§ **課題 1**
抜粋文で、ディエゴは『ザ・ワールド』の右脚を何で切断したか。
§ **課題 2**
抜粋文の「ディエゴは『ザ・ワールド』の」から「脚はジョニィへと落下します!」までを、両端の語句も含めてそのまま書き写してください。

§ **抜粋文**
────────────────────────────────────────

今回はトビラ絵は無し。しかし、1ページ目のディエゴ『ザ・ワールド』のカッコ良さとシブさったらありません。止まった時の中を、そんなディエゴと『ザ・ワールド』がじりじりとジョニィに迫る!ディエゴは、停止時間内でも回転し続ける爪弾を確認すると、拳銃を取り出しました。(ただ、時が止まっているため、普通に引き金を引くだけでは発砲できない様子。)そして、爪弾の軌道を境界にするように、ディエゴと『ザ・ワールド』が左右に別れる。ゆっくりと拳を構える『ザ・ワールド』。弾丸を直接ブッ叩き、改めて拳銃に詰め直すディエゴ。いわゆるハサミ討ちの形ってヤツです。人型スタンドを持つからこそ出来る戦法ですな。
時は動き出す。『ザ・ワールド』の拳と、発射された弾丸が、同時にジョニィを襲うッ!ジョニィはとっさに『ザ・ワールド』へ爪弾を放ちますが、それは肩をかするだけ。しかもディエゴの弾丸は、ジョニィの首に命中!たまらずジョニィ、爪弾を乱射!しかし、それは全て命中せず、ジョニィは落馬しちゃいました!地面を転がるジョニィ。拳銃を隠すディエゴ。レースの実況さんも観客達も、何が起きたのか知る由もありません。


●ディエゴは、倒れるジョニィに歩み寄ります。馬から下りた今、もはや「騎兵の回転」は使えない。ただしそれは、さっき撃ち込んだ爪弾を消し去ったら……の話。「騎兵の回転」は「無限」の力。誰かに命中させるまでは、無限だから消える事もないのです。そして、やられたフリをして、油断したディエゴに爪弾をブチ込む!それこそ、ジョニィの計画でした。ところが、ディエゴはそれすらお見通し。それも含めて、ディエゴの予定通りであり、計画のうちだったのですッ!
ディエゴは『ザ・ワールド』の上に乗り、『ザ・ワールド』は右脚のみでその場に立つ。すると、『ACT4』のエネルギーが地面を伝って、ターゲットであるディエゴへ迫る!地面に直接触れているのは、『ザ・ワールド』の右脚のみ。地面を伝う『ACT4』は必然的に、『ザ・ワールド』の右脚へ到達!こうなるともはや、三平に狙われた魚も同然です。覚悟を決めたディエゴは、『ACT4』が上ってくる『ザ・ワールド』の右脚を手刀で切断ッ!「無駄無駄無駄無駄(中略)無駄無駄無駄無駄アァアッ!!」とディエゴが雄叫びを上げる中、切断された右脚はジョニィへと落下します!

────────────────────────────────────────

§ **提供情報**
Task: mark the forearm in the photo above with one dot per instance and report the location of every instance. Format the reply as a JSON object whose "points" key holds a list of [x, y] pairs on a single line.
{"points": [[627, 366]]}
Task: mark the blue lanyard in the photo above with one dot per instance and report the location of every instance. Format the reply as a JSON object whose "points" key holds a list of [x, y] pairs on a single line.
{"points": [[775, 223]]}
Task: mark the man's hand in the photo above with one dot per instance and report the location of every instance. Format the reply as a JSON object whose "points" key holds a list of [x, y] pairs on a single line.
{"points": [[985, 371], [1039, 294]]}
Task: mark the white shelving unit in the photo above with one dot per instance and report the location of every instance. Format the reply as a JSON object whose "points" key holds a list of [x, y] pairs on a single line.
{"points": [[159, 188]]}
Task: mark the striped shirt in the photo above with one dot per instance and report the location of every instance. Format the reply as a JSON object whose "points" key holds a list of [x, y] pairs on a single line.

────────────────────────────────────────

§ **記述回答 1**
手刀で切断した。

§ **記述回答 2**
ディエゴは『ザ・ワールド』の上に乗り、『ザ・ワールド』は右脚のみでその場に立つ。すると、『ACT4』のエネルギーが地面を伝って、ターゲットであるディエゴへ迫る!地面に直接触れているのは、『ザ・ワールド』の右脚のみ。地面を伝う『ACT4』は必然的に、『ザ・ワールド』の右脚へ到達!こうなるともはや、三平に狙われた魚も同然です。覚悟を決めたディエゴは、『ACT4』が上ってくる『ザ・ワールド』の右脚を手刀で切断ッ!「無駄無駄無駄無駄(中略)無駄無駄無駄無駄アァアッ!!」とディエゴが雄叫びを上げる中、切断された右脚はジョニィへと落下します!